● TEXTO EXTRAÍDO:

-------

Criador das ‘13 Keys’, Nostradamus das eleições nos EUA prevê vitória de Kamala Harris
Vice-presidente Kamala Harris discursa na Convenção Nacional Democrata, em Chicago, Illinois, em 22 ago. 2024, após aceitar a indicação do Partido Democrata para disputar a Presidência dos Estados Unidos (Crédito: Eric Elofson/Harris for President)
Por Tatiana Teixeira* [Informe OPEU]
Muito esperada por jornalistas, comentaristas e estrategistas políticos, a previsão do historiador Allan Lichtman para esta eleição presidencial estadunidense foi divulgada na última quinta-feira, dia 5, em um vídeo publicado pelo jornal The New York Times. É um vídeo bem-humorado, cuja leveza e graça contrastam com a relevância de sua mensagem central – principalmente se ela se confirmar em novembro próximo. De acordo com seu método, baseado em 13 keys e não isento de polêmica, a democrata Kamala Harris será a nova presidente dos Estados Unidos.
As “13 keys”
Professor de História Americana na American University, Lichtman tem doutorado pela Universidade Harvard, com concentração em História Americana moderna e Métodos Quantitativos. Desenvolveu o modelo “The Keys to the White House” (“As chaves para a Casa Branca”) em 1981, em parceria com o sismólogo e geofísico matemático Vladimir Keilis-Borok (foto ao lado), um especialista mundialmente reconhecido na previsão de terremotos. Juntos, Lichtman e Keilis-Borok amalgamaram suas expertises, olhando para as eleições presidenciais nos Estados Unidos da perspectiva desses fenômenos naturais.
Para isso, relata David Smith na entrevista feita este ano com o historiador para o jornal britânico The Guardian, “analisaram todas as eleições presidenciais desde a vitória de Abraham Lincoln em 1860, combinando o método de Keilis-Borok, que reconhece padrões associados à estabilidade e aos terremotos, com a teoria de Lichtman, segundo a qual as eleições são basicamente votos para cima ou para baixo sobre a força e o desempenho do partido que detém a Casa Branca”.

-------

● TRECHO DOS DADOS:

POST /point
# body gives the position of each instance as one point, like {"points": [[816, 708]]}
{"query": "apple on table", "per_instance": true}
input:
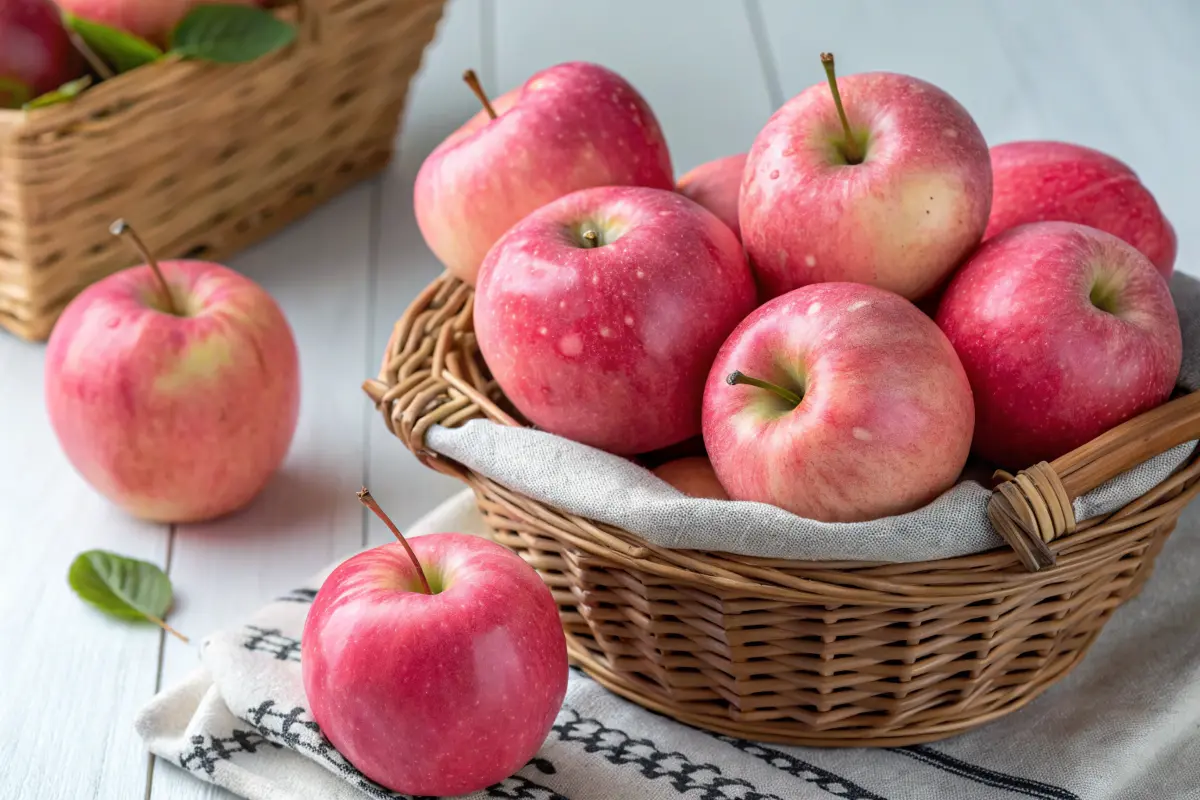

-------

● INSTRUÇÕES DO EXERCÍCIO:
Segundo a matéria sobre a previsão de Allan Lichtman, com quem ele criou o modelo "The Keys to the White House" e em que ano?

● TAREFA CONCLUÍDA:
Com o sismólogo e geofísico matemático Vladimir Keilis-Borok, em 1981.